• _WHAT IS NEEDED_:
Copy the full listing exactly, word for word.

• _INPUT DATA_:

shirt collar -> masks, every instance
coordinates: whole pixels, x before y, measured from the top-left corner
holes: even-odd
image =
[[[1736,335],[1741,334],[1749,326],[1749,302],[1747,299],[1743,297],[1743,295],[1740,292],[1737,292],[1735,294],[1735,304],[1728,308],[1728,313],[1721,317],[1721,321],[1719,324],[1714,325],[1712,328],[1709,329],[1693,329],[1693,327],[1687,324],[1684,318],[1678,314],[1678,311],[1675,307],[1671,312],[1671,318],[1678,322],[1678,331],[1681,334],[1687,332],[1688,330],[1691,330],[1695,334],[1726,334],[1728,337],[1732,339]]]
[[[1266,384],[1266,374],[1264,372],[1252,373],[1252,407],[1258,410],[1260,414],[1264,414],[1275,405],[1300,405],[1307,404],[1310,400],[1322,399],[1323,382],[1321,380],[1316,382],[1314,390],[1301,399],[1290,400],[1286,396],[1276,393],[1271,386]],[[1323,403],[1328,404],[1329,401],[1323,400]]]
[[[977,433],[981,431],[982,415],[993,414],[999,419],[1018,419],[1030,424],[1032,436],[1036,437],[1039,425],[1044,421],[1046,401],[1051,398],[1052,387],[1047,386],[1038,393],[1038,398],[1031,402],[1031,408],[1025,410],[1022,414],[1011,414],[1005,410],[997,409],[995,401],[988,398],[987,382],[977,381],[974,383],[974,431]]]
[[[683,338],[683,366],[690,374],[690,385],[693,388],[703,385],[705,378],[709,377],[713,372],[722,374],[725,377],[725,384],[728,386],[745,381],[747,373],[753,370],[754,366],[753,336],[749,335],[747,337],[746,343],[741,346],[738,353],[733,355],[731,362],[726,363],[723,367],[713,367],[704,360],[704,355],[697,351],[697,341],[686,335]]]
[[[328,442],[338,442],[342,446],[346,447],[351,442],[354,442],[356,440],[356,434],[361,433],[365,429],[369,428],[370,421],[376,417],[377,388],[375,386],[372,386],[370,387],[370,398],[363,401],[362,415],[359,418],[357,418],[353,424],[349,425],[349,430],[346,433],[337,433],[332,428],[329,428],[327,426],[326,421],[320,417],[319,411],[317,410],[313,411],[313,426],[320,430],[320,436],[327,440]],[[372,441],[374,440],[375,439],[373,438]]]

• _YOUR RESPONSE_:
shirt collar -> masks, every instance
coordinates: whole pixels, x before y, measured from the top-left corner
holes: even-odd
image =
[[[1736,335],[1741,334],[1749,326],[1749,302],[1747,299],[1743,297],[1743,295],[1740,292],[1737,292],[1735,294],[1735,304],[1728,308],[1728,313],[1721,317],[1721,321],[1719,324],[1714,325],[1712,328],[1709,329],[1693,329],[1693,327],[1687,324],[1684,318],[1678,314],[1678,311],[1675,307],[1671,312],[1671,318],[1678,322],[1678,331],[1681,334],[1687,332],[1688,330],[1691,330],[1695,334],[1726,334],[1728,337],[1732,339]]]
[[[1266,384],[1266,374],[1264,372],[1252,373],[1252,407],[1258,410],[1260,414],[1264,414],[1275,405],[1300,405],[1307,404],[1310,400],[1322,399],[1323,382],[1321,380],[1316,382],[1314,390],[1301,399],[1290,400],[1286,396],[1276,393],[1271,386]],[[1323,403],[1328,404],[1329,401],[1323,400]]]
[[[977,433],[981,431],[982,415],[993,414],[999,419],[1018,419],[1030,424],[1032,436],[1036,437],[1039,425],[1044,421],[1046,401],[1051,398],[1052,387],[1047,386],[1038,393],[1038,398],[1031,402],[1031,408],[1025,410],[1022,414],[1011,414],[1005,410],[997,409],[995,401],[988,398],[987,382],[977,381],[974,383],[974,431]]]
[[[683,338],[683,366],[690,374],[690,385],[693,388],[703,385],[705,378],[709,377],[713,372],[722,374],[725,377],[725,384],[728,386],[745,381],[747,373],[753,370],[754,366],[753,336],[749,335],[747,337],[746,343],[741,346],[738,353],[733,355],[731,362],[726,363],[723,367],[713,367],[704,360],[704,355],[697,351],[697,341],[686,335]]]
[[[328,442],[338,442],[342,446],[346,447],[351,442],[354,442],[356,440],[356,434],[361,433],[365,429],[369,428],[370,421],[376,417],[377,388],[375,386],[372,386],[370,387],[370,398],[363,401],[362,415],[359,418],[357,418],[353,424],[349,425],[349,430],[346,433],[337,433],[332,428],[329,428],[327,426],[326,421],[320,417],[319,411],[317,410],[313,411],[313,426],[320,430],[320,436],[327,440]],[[372,441],[374,440],[375,439],[373,438]]]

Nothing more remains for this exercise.